* Passage for review
········
The only way to solve this is to edit avahi.conf and set rlimit-nproc or just disable rlimits altogether using the --no-rlimits switch.

I guess as LXC and control groups becomes more common, developers will need to adjust their assumptions about users and processes.

Why is syslog-ng taking up 100% of CPU inside a lxc container

While experimenting with LXC, the linux virtual container, which by the way is shaping up to be a viable replacement for openvz, I ran into an annoying issue of syslog-ng taking up 100% of CPU time inside the container. Stumped, I tried to add the -d flag to the syslog command line, but it did not yield any clues.

Armed with strace, and attaching to the rouge process, the following spat out of the console again and again.

gettimeofday({1287484365, 501293}, NULL) = 0
lseek(8, 0, SEEK_END)                   = -1 ESPIPE (Illegal seek)
write(8, "Oct 19 19:39:57 login[439"..., 105) = -1 EAGAIN (Resource temporarily unavailable)

The key lines were lseek and write, both trying to write to file descriptor 8. To find out what fd 8 was, all I had to do was ls -al /proc/7411/fd/8 – The culprit was /dev/tty12. Now having looked into syslog-ng.conf, I was reminded of the fact that By default messages are logged to tty12.... So it seems, tty12 is somehow denying access to syslog. Being in LXC, I decided to check out tty12 by doing lxc-console -n container -t 12. To my surprise, syslog-ng was instantly unclogged as log messages were released into console. It looked as if the tty12 buffer was clogged up.

Regardless of the reason, the easy fix is to stop syslog-ng logging to tty12 as I’m never going look at that far away console. Commenting the console_all lines, all was fixed. This would probably never have happened if I had used metalog :/

Qemu/KVM sometimes not registering Mouse Clicks when used over VNC

After setting up Qemu/KVM and VNC and fixing cursor positioning issues (with the -usbtablet option), I had an annoying issue of the VNC viewer (TightVNC in this case) sometimes missing mouse clicks. You would quickly click on a button and icon and nothing would happen. If you hold it for long enough, it will eventually register. I don’t want to be holding my button for a second to make sure every click regsiters though.

After fiddling around with the options, I finally found the culprit. The option inside the VNC viewer “Emulate 3-buttons (with 2-button click)” seems to be the cause. Turning it off seems to make my mouse clicks reliable. No idea why though.
········
* Dataset entries
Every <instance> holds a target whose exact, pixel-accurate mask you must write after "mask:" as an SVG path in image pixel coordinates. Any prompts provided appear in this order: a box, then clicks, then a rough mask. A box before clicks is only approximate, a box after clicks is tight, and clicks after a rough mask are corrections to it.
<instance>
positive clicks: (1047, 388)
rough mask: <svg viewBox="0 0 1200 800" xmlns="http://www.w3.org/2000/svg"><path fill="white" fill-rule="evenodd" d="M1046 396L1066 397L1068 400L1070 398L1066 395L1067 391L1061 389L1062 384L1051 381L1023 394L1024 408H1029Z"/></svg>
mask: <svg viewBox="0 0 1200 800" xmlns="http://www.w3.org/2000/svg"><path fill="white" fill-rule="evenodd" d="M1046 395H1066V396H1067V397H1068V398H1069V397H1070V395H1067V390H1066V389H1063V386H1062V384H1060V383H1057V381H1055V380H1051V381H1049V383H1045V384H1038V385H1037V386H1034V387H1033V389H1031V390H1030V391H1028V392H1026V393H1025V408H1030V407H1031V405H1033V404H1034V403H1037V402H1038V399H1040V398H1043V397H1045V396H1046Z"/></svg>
········
* Instructions
(a) How would you translate this sentence from the Linux troubleshooting post into Spanish: "Turning it off seems to make my mouse clicks reliable."
(b) In the Linux troubleshooting post, what did file descriptor 8 turn out to be?
(c) Continue the Linux troubleshooting post from its last sentence.

* Results
(a) Desactivarla parece hacer que mis clics del ratón sean fiables.

(b) /dev/tty12

(c)
iptsafe – iptables with dead man’s switch

When dealing with iptables remotely, you can easily set a firewall rule which would lock yourself out of machine. After that, the only way to unlock yourself is to physically go the machine and unset the firewall rules it through the terminal. If this was a VPS or dedicated server, chances are you can’t physically access the machine and have to contact the service provider to reset the firewall rules.

This is an instance where a dead man’s switch would help. The theory goes that if an operator is detected incapacitated, then an certain action will occur. In our case, the action is to undo our firewall changes. How does it know we are incapacitated? Well if we don’t report back in a certain amount of time, then we’re probably dead. A long time application of this is actually found when you try to change your monitor’s resolution, it ask you if you want to keep it. If it gets no response, it’ll revert back automatically.

Do you want to keep these settings

The iptsafe script works on the same principle. It is a wrapper around the iptables command. It takes the same command parameters as iptables, with the exception that if you only specify one parameter, then it’ll assume it is an iptables-save’d file and use it on iptables-restore. Once iptsafe is run, it’ll first use iptables-save to store a copy of the current iptables state, then apply the changes you requested. After that, it prompts you to keep the changes, and if you don’t respond within 15 seconds, it’ll revert back to the original state.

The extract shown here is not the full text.